Task details: Rewrite the material from its start through the line holding "x=187 y=190", inclusive, swapping "white flower" for "daisy" and leaving everything else as it is.
------ Provided records
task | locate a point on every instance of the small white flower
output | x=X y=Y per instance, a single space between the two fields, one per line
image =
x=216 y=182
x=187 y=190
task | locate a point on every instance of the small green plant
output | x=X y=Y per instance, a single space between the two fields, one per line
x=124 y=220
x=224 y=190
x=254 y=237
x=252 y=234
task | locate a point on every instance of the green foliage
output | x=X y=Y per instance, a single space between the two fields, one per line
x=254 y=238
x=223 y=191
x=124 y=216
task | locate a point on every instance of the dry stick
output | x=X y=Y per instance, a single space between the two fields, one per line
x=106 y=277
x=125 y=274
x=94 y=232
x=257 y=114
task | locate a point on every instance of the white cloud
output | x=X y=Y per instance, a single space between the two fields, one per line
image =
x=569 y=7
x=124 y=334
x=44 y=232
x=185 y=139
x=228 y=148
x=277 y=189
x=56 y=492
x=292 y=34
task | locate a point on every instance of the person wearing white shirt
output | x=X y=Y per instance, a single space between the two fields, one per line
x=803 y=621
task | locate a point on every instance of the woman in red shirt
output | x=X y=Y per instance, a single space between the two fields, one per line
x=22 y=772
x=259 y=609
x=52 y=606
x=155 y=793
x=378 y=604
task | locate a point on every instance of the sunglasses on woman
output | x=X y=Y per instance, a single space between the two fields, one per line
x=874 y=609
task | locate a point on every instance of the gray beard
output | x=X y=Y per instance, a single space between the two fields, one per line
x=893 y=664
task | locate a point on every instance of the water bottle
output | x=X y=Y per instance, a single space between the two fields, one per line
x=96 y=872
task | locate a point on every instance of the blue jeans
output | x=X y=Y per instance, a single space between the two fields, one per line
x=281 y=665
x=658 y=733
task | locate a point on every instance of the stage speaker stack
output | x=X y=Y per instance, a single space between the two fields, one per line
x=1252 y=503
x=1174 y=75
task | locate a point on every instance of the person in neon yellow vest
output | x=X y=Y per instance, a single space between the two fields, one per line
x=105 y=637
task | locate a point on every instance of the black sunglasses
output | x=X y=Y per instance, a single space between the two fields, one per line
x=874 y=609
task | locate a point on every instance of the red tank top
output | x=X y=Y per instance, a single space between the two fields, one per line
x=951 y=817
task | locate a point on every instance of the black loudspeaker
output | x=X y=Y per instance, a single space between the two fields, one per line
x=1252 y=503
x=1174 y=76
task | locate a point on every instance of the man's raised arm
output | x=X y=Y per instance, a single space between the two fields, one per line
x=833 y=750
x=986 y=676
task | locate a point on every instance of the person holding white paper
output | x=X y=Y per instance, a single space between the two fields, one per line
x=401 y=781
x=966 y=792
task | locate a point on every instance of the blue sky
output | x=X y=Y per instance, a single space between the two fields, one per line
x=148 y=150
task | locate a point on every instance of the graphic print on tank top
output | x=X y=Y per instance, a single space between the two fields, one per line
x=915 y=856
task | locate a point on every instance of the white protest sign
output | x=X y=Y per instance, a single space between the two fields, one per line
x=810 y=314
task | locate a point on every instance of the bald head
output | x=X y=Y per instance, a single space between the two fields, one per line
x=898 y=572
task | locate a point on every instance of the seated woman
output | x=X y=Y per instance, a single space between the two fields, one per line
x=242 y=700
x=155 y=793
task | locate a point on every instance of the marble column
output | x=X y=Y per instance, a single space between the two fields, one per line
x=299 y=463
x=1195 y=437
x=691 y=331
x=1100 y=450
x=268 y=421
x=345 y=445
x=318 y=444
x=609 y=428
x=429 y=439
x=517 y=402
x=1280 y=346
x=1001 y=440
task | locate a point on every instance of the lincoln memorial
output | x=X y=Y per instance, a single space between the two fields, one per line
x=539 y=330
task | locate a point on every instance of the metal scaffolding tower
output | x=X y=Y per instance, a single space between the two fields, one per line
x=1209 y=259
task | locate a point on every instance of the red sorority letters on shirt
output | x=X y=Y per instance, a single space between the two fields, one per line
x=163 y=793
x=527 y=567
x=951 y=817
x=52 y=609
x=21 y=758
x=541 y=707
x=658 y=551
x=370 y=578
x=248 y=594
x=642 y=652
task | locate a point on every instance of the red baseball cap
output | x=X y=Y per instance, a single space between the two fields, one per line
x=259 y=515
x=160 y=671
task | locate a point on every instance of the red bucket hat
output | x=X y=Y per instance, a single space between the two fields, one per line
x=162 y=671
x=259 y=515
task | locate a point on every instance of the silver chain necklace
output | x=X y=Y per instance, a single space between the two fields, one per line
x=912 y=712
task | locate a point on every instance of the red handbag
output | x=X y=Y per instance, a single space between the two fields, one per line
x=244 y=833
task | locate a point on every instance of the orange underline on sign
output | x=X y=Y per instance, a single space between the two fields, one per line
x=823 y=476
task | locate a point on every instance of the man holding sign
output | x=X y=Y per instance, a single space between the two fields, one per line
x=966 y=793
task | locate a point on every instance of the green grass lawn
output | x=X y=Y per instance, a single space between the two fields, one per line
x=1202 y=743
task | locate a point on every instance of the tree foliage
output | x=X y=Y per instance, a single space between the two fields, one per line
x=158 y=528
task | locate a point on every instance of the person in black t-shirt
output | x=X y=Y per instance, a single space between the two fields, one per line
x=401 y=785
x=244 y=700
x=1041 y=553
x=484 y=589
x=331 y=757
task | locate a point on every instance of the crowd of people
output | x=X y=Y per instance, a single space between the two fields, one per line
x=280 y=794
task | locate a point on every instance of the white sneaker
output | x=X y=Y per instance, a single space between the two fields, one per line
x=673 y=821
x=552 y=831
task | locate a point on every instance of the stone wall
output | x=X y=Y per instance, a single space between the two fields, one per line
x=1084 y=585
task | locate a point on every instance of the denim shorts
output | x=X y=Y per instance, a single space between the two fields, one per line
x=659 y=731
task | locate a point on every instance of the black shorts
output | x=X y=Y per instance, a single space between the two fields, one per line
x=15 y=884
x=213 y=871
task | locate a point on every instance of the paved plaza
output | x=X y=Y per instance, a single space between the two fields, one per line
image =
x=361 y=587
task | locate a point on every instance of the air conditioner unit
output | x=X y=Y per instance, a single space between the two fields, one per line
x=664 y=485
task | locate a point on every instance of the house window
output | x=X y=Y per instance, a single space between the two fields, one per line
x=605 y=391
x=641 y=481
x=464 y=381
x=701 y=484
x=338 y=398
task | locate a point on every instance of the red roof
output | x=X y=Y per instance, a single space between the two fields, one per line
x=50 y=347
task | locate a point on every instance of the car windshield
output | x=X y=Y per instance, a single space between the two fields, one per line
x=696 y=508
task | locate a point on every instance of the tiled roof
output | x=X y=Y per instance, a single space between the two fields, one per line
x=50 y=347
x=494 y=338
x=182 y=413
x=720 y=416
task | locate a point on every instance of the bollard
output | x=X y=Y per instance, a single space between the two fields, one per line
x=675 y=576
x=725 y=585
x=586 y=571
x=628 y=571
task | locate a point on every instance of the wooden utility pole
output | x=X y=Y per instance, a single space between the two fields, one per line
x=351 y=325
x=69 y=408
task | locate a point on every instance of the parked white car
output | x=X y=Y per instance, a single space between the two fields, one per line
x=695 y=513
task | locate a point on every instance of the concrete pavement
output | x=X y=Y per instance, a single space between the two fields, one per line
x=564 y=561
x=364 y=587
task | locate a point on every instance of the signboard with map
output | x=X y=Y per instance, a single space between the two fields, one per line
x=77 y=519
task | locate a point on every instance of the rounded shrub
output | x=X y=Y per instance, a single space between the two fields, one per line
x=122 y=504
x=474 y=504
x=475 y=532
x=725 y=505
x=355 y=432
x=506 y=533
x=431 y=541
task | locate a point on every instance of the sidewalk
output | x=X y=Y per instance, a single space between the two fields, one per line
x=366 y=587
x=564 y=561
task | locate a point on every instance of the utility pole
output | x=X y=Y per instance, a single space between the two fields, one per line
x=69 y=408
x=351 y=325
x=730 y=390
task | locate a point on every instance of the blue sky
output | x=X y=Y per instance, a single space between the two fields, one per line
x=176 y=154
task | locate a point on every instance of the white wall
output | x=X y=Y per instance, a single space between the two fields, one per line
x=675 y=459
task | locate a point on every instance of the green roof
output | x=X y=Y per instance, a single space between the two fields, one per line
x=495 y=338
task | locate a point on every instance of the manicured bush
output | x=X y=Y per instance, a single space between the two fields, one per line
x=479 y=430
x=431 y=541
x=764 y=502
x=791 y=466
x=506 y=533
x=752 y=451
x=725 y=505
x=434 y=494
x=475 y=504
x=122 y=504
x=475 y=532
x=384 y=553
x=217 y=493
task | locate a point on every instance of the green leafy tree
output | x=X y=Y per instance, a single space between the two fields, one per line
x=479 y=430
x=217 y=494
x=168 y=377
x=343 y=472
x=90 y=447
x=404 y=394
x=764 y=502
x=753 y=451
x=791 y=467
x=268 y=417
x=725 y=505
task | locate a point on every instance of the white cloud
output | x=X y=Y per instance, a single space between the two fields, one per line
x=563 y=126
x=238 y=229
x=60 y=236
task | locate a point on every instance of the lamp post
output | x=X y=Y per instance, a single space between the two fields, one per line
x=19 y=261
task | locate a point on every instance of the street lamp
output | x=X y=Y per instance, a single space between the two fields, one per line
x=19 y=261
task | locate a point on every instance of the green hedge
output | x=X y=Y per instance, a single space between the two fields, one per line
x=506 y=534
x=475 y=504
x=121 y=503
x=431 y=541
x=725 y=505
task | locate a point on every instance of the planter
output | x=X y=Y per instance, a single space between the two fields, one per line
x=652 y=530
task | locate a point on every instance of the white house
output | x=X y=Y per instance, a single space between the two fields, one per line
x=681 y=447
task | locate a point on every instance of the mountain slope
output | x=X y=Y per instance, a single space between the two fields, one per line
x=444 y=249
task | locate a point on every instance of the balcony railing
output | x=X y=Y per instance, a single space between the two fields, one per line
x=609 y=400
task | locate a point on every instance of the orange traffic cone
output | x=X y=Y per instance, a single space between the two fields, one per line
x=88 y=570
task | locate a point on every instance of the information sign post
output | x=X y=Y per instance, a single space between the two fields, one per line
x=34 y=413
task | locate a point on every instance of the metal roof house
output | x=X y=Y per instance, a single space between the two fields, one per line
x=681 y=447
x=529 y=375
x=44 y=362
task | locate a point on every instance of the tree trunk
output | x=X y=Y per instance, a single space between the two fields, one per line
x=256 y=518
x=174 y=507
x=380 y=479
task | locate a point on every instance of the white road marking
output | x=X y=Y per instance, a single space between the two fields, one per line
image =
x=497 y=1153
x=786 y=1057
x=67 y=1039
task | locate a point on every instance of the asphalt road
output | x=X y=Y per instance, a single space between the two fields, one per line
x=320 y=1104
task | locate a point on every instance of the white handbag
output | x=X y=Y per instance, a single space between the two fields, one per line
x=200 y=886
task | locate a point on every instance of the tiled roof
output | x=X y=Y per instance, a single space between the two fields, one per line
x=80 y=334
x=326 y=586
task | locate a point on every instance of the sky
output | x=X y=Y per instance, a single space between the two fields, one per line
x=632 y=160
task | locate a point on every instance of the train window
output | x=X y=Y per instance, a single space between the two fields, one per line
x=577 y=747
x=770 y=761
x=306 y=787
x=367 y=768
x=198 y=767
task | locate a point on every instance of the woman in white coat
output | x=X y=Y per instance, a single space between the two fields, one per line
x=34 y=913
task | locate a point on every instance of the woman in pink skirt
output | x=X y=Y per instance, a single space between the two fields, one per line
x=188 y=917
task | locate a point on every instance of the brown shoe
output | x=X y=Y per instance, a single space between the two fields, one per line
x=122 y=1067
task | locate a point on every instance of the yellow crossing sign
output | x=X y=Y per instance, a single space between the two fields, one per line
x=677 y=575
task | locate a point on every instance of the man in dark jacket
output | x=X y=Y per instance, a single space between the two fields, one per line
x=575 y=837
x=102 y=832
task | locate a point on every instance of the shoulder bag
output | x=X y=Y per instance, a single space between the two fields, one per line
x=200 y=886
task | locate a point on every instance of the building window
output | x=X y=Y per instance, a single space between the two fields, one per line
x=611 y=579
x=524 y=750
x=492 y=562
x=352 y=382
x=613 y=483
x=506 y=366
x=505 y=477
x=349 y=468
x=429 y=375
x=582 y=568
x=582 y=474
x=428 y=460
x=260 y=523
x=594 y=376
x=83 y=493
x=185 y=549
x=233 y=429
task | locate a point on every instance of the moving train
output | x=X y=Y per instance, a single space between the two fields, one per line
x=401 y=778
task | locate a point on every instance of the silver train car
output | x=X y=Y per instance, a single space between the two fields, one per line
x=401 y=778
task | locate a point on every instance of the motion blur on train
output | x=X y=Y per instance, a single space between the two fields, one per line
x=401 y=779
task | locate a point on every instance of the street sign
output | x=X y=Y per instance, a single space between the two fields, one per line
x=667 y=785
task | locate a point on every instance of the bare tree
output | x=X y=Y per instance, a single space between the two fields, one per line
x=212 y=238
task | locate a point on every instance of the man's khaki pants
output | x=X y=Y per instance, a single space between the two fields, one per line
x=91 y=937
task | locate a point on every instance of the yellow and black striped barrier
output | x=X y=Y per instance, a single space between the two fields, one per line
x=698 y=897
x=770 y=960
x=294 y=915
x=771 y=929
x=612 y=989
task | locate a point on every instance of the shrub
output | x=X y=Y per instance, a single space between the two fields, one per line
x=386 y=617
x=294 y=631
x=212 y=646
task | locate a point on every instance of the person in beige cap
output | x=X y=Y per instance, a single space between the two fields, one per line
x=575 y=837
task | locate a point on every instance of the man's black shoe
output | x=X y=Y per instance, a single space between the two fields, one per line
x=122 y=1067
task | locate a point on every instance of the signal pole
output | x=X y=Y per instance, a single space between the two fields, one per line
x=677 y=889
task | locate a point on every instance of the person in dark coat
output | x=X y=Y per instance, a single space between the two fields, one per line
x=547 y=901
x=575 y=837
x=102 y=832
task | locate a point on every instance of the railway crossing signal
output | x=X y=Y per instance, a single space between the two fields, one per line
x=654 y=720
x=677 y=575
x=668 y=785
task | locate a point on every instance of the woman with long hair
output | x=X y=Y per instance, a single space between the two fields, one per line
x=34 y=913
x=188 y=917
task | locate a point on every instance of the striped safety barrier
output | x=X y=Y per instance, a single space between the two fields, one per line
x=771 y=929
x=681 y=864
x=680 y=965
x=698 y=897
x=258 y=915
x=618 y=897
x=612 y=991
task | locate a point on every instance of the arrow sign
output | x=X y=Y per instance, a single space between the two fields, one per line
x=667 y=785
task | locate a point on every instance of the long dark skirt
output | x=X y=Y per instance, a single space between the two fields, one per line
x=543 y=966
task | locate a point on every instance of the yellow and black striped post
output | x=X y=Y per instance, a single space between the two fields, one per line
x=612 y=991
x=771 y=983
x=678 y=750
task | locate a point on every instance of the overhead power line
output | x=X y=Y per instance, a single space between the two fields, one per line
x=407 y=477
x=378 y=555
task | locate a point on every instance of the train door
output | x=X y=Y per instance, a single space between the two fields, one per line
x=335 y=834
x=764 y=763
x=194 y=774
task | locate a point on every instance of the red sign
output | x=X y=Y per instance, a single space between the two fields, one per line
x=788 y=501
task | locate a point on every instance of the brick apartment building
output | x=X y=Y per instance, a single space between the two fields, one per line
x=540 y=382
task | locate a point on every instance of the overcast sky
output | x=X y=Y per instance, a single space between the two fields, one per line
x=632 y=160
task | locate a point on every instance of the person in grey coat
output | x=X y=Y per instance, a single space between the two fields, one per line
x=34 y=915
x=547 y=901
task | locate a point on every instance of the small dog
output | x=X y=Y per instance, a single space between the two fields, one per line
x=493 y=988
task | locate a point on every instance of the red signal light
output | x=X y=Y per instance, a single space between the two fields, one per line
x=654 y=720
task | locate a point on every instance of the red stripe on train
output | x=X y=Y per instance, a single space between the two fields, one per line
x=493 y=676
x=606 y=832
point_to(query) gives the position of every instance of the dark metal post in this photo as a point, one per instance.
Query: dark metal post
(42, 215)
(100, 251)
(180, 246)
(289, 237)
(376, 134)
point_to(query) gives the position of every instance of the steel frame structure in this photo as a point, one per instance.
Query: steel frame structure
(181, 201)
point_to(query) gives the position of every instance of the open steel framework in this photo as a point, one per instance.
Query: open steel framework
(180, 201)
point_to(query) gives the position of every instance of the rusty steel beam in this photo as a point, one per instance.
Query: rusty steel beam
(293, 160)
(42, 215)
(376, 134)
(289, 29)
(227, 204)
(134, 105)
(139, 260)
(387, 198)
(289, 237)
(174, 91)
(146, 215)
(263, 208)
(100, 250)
------------
The answer:
task | locate a point on every instance of the small daisy
output | x=X y=Y per instance, a single space between the two fields, one per line
image =
x=216 y=182
x=187 y=190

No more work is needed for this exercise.